SUPPLIED TEXT:
The USB_Host_Shield library is a very good source of inspiration.
Neither did I when I played with the ESP32-WUD, so I made a tinyusb descriptor for absolute mouse that uses signed 16bits values. |
I'm talking about pushing this exact core to 12mbps, the teensy runs at 600MHz... what about keeping a C interface and a C++ wrapper for those that require it? C++ in FPGA environments is a bit harder |
have you seen the this teensy library? it seems to handle mass storage, filesystem and game controllers altogether separating C++ wrapper from C interface sounds good but I've never tried FPGA devices before, do I need additional hardware such as an oscilloscope or other special tools to play with that? |
yes, the teeny library may be useful In regards to the C interface, i think that's mandatory. you can do C++ in the FPGA but it's not as usual (indeed I implemented a complete UI with mouse/keyboard support in C++ and using C++ libraries) go get a FPGA! you need nothing for simple to intermediate things |
https://github.com/cociorbaandrei/LOGITacker_nrf52832/blob/master/logitacker/logitacker_usb.h this one has a 12bit report descriptor. |
a good driver should detect the protocol, like windows and Linux do |
it's not the driver's job to negociate a story between USB devices, windows and linux/mac use different strategies anyway. For example a problem with libraries derived from tinyUSB is that their descriptor/reports are macro based, which makes it nearly impossible to have variable ID or device order, thus rendering any mixed-device implementation limited to some situations only (e.g. can't add hybrid absolute mouse/keyboard as device number 1 to a windows laptop with an existing touchpad if a second mouse already exists on the bus). Otherwise there's a way to identify the OS if you manage to capture some low level reports, then you can apply some different magic to your report descriptors depending on the situation. |
are we talking about doing a USB host right? so the host hast to adapt to the device capabilities |
we need to split the development in a module that communicates with USB devices (packet exchanging), an other that does the decoding and interpretation of packets, the latest one should be really general... just one implementation for all platforms |
Tried for a dozen hours but I can't get my head around those tinyusb changes, whatever I try doesn't compile with ESP32. I guess it's enough research for a sunday :-) |
@suarezvictor your fork is very impressive and I wish I found it earlier.
Before starting to integrate your changes, I need to establish an exhaustive board list to handle to the workflow matrix that will run the build tests. Did I miss any device?

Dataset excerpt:
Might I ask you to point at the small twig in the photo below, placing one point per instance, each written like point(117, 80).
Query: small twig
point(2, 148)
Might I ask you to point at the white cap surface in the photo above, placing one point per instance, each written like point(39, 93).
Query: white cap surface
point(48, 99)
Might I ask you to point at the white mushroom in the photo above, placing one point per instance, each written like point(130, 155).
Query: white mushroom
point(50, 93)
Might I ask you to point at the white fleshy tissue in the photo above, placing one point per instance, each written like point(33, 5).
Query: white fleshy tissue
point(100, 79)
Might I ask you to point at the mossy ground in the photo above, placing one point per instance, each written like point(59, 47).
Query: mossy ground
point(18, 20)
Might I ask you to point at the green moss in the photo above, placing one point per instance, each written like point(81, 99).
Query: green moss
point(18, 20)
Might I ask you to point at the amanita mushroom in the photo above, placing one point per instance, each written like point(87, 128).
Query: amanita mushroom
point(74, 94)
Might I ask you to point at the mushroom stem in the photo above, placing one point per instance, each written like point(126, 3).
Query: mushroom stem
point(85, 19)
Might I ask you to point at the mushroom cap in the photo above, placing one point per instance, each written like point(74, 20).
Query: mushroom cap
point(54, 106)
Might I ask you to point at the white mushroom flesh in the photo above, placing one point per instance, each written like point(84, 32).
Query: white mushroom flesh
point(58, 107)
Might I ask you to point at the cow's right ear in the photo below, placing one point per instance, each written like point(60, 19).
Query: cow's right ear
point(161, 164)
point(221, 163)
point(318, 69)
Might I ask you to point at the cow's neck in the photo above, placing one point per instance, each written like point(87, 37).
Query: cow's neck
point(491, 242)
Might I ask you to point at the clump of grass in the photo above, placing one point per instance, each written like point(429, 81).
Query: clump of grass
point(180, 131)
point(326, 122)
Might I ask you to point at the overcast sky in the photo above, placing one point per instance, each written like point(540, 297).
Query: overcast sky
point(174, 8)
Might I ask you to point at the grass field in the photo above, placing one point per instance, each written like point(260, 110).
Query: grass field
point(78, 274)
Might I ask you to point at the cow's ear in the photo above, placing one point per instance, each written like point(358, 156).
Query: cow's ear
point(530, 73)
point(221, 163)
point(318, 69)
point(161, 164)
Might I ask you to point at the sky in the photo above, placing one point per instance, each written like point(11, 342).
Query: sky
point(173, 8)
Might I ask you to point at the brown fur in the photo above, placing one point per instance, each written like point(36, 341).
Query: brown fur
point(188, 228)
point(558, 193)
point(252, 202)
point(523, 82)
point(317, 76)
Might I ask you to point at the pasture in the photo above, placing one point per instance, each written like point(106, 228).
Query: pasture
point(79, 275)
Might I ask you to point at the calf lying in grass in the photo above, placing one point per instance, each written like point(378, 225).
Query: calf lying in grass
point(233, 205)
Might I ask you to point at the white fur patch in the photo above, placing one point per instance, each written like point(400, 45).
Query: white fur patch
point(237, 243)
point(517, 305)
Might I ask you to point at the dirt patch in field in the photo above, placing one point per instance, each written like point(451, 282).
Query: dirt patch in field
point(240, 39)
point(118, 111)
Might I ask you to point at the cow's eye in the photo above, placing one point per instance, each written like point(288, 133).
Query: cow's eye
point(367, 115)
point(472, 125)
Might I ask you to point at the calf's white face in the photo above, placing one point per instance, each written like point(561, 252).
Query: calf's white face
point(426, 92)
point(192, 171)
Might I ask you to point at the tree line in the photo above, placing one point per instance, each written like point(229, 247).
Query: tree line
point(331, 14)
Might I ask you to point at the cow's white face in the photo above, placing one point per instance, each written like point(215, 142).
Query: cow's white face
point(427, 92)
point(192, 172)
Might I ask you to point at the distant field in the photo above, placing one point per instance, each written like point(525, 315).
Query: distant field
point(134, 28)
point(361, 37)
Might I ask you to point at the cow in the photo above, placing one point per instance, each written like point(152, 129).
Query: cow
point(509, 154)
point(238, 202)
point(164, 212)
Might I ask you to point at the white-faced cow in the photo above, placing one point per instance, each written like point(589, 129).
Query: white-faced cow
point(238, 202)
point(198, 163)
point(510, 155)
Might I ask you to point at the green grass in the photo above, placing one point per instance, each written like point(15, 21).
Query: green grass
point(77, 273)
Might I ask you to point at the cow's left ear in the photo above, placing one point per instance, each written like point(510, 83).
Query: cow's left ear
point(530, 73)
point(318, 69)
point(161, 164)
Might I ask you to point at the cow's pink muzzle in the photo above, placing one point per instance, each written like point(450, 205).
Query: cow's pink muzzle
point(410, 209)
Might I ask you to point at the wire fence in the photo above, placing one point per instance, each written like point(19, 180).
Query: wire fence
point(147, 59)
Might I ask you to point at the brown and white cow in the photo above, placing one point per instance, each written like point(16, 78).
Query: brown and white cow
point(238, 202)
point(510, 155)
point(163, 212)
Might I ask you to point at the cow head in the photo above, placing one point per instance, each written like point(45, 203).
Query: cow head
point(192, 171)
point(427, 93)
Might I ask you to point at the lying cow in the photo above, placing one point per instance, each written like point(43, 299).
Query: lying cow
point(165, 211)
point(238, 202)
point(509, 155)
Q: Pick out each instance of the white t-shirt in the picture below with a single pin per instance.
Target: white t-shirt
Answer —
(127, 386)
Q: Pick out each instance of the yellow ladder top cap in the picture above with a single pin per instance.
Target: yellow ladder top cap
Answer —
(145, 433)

EXERCISE SET:
**A)** Transcribe the part of the USB host discussion that begins at the words "Before starting to" and stops after the words "miss any device?".
**B)** In the USB host discussion, what clock speed does the teensy run at?
This listing is unrelated to the USB host discussion.

SOLUTIONS TO THE PROBLEMS:
**A)**
Before starting to integrate your changes, I need to establish an exhaustive board list to handle to the workflow matrix that will run the build tests. Did I miss any device?

**B)** 600MHz